=== Task statement ===
Return the lines beginning at the one that contains "the stone courtyard" and running to the end of the records, exactly and with nothing else. Omit pictures.

=== Recorded information ===
>> Start

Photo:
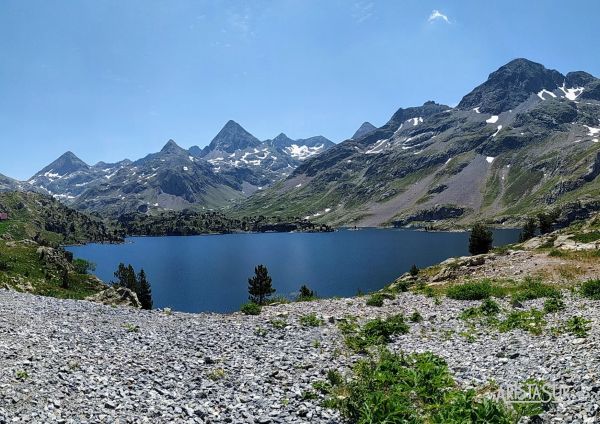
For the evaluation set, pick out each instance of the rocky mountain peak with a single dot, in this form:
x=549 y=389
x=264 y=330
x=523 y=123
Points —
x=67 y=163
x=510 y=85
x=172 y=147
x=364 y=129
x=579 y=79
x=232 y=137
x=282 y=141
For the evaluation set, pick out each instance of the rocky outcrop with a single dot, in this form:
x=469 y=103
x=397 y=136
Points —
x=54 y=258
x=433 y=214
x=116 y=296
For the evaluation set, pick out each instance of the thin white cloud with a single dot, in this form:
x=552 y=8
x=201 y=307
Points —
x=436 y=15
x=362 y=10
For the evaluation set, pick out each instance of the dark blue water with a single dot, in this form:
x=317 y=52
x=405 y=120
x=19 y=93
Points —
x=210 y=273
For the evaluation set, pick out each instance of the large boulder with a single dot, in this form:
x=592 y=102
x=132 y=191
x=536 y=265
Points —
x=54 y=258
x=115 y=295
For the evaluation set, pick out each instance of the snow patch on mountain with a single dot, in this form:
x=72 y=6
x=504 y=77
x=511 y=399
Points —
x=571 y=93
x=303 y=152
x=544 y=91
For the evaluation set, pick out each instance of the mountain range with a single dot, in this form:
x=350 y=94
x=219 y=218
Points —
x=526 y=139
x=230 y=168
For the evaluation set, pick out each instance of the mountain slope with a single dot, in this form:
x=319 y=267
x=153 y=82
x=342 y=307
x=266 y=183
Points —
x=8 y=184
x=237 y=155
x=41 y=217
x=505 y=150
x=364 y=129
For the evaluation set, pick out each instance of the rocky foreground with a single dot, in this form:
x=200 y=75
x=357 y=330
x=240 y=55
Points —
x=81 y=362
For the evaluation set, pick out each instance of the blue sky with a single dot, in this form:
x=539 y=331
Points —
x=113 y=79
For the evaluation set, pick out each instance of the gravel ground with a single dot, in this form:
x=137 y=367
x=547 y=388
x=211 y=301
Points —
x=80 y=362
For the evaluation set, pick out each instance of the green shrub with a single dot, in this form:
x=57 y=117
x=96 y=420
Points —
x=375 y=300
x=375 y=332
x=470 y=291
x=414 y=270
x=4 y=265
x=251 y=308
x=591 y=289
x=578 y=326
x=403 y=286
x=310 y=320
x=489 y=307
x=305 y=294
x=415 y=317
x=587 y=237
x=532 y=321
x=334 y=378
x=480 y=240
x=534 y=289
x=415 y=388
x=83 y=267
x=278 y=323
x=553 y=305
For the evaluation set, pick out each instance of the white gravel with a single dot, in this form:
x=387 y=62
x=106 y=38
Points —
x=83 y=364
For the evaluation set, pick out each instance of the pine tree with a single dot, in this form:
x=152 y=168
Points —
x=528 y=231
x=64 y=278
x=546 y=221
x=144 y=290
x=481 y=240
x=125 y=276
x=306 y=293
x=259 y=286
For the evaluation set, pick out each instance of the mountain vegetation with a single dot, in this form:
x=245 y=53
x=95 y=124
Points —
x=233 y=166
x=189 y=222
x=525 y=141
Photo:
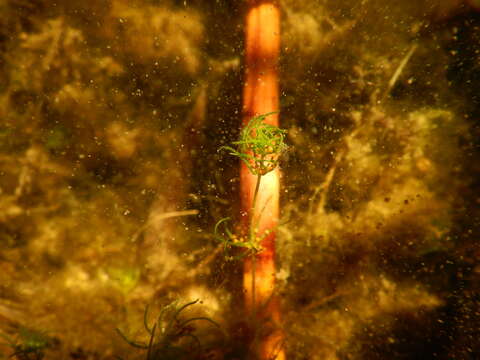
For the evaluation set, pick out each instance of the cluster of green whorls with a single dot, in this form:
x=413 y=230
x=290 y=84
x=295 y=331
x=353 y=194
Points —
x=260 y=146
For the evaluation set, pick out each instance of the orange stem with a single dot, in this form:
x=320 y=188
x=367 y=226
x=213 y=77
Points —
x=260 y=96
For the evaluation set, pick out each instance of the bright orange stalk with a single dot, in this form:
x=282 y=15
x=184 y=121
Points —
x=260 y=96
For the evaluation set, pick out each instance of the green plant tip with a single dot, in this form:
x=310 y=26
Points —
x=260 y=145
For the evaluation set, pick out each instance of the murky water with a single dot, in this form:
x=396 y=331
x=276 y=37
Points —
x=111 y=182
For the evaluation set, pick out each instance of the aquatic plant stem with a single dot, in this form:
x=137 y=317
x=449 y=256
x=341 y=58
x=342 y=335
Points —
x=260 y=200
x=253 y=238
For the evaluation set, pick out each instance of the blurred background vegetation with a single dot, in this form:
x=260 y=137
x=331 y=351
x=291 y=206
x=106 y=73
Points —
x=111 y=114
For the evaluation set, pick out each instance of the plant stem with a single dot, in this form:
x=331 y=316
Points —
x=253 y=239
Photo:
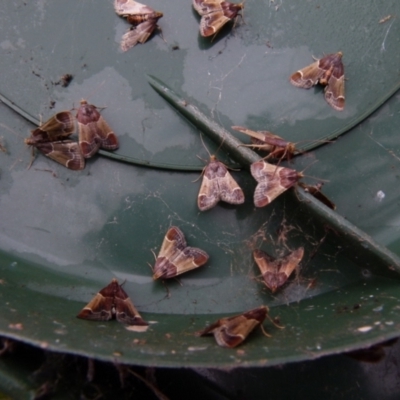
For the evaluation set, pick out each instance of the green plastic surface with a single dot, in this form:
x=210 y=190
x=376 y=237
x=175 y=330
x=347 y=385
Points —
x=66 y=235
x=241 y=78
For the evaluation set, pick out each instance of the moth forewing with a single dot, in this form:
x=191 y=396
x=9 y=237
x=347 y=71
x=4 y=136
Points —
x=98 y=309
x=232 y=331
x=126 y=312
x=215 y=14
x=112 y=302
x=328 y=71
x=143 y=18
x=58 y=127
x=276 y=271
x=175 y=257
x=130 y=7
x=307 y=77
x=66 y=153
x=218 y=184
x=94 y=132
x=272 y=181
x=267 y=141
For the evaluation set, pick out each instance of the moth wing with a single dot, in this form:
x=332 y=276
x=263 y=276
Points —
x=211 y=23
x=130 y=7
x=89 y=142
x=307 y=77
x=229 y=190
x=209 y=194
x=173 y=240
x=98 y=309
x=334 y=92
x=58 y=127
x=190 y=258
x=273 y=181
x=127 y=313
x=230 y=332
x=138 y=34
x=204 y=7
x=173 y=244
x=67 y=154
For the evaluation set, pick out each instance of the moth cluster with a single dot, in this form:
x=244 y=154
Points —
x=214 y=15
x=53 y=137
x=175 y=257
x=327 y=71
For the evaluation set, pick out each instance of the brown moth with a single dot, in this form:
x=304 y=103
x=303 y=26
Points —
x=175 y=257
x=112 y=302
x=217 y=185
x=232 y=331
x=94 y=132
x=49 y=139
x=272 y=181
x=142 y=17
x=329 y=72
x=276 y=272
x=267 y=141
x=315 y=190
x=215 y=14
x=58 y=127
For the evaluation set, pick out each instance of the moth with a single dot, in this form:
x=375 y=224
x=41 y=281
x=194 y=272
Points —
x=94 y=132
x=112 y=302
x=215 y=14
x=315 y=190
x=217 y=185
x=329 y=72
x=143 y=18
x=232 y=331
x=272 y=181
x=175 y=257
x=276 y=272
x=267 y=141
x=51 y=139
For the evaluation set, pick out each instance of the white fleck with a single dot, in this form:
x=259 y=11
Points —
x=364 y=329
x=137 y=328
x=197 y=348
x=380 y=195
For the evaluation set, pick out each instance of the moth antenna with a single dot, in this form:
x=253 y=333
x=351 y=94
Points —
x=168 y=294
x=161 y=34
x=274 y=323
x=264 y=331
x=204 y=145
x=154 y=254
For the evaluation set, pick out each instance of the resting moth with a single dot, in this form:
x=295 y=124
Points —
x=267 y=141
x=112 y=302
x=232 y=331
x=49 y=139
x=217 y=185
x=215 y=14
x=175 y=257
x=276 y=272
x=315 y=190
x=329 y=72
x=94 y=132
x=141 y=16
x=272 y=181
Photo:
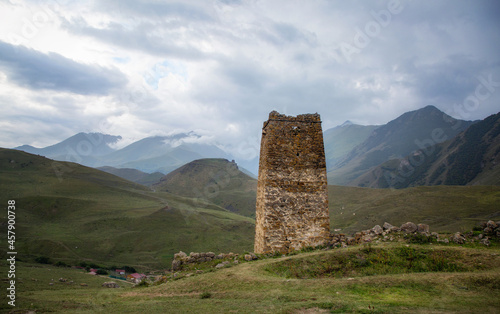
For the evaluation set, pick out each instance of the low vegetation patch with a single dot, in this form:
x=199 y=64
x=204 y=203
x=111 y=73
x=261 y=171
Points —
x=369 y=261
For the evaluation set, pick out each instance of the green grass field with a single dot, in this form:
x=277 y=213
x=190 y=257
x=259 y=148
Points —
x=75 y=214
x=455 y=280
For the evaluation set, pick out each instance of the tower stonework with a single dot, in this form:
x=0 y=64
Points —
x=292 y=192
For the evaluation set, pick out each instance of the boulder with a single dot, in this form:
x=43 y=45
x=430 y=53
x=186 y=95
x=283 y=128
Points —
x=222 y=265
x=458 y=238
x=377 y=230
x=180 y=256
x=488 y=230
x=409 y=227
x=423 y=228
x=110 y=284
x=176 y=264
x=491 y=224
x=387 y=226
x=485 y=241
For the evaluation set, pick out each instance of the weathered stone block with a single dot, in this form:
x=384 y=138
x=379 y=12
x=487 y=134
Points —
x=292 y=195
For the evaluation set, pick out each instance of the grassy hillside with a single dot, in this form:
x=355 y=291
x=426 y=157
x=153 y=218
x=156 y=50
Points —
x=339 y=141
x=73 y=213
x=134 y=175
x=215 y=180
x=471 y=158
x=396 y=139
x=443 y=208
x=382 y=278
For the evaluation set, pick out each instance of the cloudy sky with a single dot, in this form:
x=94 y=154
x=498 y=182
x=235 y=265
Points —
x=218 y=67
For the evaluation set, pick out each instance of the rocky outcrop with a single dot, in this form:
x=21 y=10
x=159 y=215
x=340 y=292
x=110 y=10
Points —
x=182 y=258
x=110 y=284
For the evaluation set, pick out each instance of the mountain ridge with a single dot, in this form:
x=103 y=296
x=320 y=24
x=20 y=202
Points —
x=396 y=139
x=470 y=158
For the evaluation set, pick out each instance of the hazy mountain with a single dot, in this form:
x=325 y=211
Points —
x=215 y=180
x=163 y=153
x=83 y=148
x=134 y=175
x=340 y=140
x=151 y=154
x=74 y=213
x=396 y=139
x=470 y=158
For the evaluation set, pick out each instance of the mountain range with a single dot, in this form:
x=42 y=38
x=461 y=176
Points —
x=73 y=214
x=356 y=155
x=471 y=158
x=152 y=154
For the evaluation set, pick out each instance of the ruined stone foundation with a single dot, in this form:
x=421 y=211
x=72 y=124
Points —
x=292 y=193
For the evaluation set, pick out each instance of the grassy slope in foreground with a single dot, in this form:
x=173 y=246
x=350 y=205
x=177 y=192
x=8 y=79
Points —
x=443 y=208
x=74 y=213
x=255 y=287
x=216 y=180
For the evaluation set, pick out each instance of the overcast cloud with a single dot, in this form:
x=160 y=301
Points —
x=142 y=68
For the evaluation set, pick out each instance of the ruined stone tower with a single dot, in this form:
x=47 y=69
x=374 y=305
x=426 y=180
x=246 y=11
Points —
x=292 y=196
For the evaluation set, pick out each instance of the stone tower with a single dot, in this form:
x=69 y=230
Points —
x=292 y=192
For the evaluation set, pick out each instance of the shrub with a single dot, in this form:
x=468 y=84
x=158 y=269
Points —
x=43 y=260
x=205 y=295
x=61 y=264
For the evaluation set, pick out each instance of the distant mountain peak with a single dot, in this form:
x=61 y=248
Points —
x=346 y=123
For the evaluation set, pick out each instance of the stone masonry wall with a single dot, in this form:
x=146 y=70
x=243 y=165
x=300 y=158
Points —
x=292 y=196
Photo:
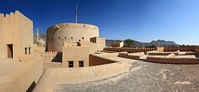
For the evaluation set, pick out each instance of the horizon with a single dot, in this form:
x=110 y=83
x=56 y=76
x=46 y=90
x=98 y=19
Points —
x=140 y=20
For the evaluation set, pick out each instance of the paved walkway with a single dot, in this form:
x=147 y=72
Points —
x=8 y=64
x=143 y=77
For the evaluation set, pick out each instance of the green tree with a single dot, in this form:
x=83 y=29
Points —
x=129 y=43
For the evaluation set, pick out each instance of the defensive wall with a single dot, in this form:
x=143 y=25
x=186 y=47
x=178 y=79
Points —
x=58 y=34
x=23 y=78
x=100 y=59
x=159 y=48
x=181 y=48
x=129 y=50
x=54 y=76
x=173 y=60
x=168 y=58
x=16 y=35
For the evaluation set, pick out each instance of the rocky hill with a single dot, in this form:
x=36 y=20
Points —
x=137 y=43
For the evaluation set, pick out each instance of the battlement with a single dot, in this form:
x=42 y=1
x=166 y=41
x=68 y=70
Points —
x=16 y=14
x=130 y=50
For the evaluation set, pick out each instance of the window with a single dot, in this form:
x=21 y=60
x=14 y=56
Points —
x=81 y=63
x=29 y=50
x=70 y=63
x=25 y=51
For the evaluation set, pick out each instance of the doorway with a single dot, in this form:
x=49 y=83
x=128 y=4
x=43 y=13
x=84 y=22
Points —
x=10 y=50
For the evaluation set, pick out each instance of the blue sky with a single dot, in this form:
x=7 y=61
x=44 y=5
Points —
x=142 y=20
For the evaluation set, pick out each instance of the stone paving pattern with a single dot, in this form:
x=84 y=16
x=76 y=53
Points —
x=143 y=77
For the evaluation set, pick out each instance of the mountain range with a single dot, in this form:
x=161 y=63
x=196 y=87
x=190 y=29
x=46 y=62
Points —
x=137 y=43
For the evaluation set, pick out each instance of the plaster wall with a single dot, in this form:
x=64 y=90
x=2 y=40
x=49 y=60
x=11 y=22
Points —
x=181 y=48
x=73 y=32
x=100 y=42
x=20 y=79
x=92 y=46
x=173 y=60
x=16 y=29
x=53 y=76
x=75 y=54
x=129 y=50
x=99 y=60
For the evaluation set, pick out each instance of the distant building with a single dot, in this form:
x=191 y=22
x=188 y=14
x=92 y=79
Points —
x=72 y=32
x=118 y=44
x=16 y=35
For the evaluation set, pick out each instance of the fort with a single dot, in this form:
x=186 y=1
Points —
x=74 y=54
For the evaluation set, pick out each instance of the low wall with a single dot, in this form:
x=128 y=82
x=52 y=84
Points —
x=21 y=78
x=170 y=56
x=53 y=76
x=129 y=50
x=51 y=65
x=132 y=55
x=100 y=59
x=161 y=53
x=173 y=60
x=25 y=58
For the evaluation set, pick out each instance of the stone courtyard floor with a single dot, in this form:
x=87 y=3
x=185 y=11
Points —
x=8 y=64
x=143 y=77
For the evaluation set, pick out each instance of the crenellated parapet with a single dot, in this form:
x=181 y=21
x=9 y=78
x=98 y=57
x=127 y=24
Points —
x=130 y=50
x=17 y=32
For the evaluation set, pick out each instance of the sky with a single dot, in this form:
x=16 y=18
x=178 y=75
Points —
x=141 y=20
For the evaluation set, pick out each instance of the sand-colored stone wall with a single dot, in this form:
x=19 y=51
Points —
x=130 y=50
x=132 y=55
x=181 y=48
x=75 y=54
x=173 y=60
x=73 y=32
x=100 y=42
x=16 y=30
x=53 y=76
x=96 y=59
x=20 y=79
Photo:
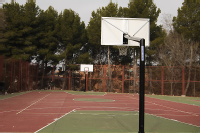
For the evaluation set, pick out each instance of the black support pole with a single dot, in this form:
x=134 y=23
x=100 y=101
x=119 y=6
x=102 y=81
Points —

>> End

=== Response ===
For the evaluation set, pick out each instance of the stone courtyard floor with a single dot, in this form:
x=87 y=3
x=185 y=11
Points —
x=8 y=64
x=143 y=77
For the evaluation set, pick out each instance of the crenellated parapet with a single dot, in this form:
x=181 y=21
x=9 y=78
x=98 y=57
x=127 y=24
Points —
x=130 y=50
x=17 y=32
For the evaluation set, pick out each instance of the sky with a single dot, in this form:
x=16 y=18
x=178 y=75
Points —
x=141 y=20
For the evaluation set, pick out each instance of the sand-colored stone wall with a single dot, in this form:
x=19 y=51
Points —
x=130 y=50
x=132 y=55
x=181 y=48
x=75 y=54
x=173 y=60
x=73 y=32
x=100 y=42
x=16 y=30
x=53 y=76
x=96 y=59
x=20 y=79
Photo:
For the evaluation set, pick out each instance of the black support pole with a single dot, in this form:
x=134 y=23
x=100 y=101
x=119 y=6
x=102 y=81
Points —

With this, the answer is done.